Problem details
Tally the lines in the records below that contain the word "cabinet", and give only the number.

Dataset records:
<<<<
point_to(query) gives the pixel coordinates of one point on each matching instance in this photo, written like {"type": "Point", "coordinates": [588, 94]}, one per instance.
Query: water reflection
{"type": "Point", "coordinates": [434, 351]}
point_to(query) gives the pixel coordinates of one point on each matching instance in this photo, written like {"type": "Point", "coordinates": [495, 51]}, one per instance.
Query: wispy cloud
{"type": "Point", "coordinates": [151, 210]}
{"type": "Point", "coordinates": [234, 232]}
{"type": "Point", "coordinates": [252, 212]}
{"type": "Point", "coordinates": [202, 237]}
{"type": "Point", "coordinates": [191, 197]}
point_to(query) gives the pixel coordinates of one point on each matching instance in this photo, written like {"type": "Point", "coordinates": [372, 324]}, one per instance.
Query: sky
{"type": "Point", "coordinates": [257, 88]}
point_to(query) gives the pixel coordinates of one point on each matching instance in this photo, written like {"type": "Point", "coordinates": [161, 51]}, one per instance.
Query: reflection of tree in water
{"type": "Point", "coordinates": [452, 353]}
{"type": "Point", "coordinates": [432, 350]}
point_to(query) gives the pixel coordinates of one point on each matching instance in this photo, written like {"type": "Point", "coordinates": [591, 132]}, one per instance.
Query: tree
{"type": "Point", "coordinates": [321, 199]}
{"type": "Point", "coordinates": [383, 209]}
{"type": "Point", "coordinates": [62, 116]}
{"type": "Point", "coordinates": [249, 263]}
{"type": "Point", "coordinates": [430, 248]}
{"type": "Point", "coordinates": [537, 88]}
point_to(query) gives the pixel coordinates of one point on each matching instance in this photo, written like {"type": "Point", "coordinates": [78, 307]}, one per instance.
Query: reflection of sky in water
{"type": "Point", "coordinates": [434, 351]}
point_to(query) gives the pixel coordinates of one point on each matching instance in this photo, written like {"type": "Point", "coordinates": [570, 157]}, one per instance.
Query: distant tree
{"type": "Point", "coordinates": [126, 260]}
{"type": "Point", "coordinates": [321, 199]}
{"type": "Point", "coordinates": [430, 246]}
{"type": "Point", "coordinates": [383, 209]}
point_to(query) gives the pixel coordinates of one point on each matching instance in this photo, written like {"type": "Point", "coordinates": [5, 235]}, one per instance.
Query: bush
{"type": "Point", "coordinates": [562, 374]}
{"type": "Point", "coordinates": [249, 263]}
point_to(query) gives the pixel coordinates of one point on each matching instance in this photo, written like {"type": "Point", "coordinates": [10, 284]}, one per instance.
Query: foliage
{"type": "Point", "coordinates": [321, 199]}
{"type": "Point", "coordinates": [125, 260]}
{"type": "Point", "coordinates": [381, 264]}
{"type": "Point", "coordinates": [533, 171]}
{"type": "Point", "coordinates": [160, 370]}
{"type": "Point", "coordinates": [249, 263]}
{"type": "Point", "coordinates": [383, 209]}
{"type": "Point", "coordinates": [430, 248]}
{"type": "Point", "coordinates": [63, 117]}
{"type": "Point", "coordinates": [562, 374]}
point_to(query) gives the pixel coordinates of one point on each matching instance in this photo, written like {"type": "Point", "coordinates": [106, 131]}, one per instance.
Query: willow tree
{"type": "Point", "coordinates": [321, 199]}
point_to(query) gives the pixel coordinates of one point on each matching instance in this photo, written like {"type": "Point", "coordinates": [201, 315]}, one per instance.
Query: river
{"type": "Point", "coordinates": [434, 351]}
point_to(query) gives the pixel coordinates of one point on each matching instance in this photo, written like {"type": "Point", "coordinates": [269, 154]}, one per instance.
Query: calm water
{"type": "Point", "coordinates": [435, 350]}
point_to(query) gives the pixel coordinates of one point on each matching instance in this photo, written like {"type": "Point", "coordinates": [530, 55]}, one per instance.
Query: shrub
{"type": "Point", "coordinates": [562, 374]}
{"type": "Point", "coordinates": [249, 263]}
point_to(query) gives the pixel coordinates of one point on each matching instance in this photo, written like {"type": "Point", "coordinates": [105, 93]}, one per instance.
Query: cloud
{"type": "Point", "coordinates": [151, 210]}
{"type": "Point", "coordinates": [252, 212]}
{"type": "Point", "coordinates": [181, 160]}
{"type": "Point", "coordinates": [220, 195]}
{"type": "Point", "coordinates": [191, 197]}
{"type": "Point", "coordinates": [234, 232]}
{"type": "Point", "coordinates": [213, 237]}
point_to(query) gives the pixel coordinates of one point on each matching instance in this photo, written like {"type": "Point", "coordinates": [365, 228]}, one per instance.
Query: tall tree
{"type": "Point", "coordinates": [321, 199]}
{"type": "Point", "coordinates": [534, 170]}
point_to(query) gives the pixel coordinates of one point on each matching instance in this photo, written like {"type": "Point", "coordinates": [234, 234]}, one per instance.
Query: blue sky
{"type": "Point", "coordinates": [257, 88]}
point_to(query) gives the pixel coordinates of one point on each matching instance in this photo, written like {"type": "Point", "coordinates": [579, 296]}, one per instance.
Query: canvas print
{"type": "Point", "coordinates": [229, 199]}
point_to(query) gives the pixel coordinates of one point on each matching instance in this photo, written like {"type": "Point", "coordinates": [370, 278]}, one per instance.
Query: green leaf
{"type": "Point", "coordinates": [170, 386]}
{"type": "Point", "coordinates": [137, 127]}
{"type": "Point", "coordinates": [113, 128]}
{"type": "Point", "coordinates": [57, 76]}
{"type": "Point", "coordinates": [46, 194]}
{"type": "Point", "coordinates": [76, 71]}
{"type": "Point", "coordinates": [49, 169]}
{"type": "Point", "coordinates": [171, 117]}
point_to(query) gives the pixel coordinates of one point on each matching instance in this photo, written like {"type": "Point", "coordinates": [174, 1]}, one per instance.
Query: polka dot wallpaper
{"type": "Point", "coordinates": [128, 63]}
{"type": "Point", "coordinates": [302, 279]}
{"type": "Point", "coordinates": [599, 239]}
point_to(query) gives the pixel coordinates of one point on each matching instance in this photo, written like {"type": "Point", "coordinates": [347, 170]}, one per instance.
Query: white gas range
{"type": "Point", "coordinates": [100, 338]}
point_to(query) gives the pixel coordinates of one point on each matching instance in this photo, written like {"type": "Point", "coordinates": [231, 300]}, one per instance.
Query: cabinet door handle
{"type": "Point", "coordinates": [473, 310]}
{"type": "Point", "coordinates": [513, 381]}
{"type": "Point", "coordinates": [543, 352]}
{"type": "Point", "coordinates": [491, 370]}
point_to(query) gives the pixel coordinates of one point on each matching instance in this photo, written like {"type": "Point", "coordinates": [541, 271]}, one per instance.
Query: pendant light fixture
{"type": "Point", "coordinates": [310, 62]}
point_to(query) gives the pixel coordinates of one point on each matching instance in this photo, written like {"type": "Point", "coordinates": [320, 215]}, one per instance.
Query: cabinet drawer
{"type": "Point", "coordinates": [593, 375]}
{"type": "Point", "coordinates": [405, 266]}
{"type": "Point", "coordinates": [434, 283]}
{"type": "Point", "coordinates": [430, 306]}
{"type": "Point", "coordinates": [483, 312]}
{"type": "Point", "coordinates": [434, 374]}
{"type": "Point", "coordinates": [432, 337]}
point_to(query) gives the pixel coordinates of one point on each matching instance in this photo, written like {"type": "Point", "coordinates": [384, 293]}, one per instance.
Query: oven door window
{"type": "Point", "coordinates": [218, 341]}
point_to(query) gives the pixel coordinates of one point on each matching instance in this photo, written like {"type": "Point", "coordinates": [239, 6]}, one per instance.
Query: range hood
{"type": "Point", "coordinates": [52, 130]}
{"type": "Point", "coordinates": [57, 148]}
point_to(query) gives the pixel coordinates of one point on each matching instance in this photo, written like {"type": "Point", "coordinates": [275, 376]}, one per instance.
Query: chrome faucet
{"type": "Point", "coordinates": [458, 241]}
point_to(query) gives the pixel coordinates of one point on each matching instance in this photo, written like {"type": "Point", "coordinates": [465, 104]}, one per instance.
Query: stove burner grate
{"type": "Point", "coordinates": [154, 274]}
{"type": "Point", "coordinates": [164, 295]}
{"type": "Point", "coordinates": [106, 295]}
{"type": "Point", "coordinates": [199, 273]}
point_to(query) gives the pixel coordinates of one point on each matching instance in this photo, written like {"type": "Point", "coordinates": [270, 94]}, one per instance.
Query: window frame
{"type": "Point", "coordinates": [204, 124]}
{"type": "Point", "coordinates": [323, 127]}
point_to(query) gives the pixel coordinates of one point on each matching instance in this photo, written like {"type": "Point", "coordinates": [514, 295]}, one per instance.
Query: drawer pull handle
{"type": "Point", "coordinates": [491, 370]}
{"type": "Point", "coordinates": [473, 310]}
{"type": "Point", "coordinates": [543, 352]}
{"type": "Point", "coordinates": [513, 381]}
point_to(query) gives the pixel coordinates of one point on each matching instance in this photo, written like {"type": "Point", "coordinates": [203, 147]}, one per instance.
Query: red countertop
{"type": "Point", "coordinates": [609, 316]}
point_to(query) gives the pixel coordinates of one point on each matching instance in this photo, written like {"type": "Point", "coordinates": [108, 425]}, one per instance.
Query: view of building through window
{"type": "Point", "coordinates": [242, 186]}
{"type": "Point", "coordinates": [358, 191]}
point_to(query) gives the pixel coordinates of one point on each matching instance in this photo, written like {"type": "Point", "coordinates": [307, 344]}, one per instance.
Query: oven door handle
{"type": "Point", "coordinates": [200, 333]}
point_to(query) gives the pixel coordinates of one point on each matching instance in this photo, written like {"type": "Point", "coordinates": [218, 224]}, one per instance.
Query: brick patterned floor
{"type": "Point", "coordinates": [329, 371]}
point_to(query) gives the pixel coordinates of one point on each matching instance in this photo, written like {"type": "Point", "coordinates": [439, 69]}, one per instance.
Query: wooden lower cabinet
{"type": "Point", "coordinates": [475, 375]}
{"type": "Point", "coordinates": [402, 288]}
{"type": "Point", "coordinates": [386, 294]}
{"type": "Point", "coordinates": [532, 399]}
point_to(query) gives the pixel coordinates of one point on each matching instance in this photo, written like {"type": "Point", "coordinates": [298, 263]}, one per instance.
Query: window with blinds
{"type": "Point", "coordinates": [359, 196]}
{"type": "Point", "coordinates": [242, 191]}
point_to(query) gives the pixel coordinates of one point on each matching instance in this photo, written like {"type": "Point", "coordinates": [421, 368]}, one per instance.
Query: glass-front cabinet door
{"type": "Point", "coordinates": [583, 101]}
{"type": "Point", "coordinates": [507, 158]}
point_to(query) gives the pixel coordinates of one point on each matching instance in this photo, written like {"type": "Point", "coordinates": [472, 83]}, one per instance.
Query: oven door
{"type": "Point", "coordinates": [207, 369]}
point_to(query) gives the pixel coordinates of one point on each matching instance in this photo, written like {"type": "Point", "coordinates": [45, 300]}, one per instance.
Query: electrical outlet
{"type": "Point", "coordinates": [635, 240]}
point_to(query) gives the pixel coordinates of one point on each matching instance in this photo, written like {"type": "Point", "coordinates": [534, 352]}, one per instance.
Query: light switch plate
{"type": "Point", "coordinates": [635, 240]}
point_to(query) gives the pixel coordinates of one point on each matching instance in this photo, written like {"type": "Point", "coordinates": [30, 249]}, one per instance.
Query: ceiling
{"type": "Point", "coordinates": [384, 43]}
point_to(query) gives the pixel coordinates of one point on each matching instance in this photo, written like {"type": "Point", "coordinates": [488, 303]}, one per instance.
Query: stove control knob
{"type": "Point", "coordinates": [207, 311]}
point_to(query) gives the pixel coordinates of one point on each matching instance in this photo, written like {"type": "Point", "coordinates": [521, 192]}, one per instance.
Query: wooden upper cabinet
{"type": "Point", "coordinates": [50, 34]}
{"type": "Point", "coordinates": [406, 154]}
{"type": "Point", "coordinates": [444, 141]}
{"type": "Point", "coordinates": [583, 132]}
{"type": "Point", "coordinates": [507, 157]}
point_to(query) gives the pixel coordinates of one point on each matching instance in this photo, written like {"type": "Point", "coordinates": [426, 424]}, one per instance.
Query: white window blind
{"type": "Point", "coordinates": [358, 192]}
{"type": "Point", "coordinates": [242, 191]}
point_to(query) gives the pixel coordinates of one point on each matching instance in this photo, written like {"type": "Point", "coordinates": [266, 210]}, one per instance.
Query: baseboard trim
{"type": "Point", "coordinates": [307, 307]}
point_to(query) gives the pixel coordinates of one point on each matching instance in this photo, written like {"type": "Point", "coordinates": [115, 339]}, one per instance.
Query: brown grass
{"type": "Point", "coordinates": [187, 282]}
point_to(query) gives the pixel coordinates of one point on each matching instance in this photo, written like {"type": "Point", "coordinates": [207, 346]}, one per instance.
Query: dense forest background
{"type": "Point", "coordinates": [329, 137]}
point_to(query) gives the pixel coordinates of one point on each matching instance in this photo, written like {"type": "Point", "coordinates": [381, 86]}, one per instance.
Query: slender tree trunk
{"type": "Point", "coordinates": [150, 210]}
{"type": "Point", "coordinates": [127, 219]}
>>>>
Exercise result
5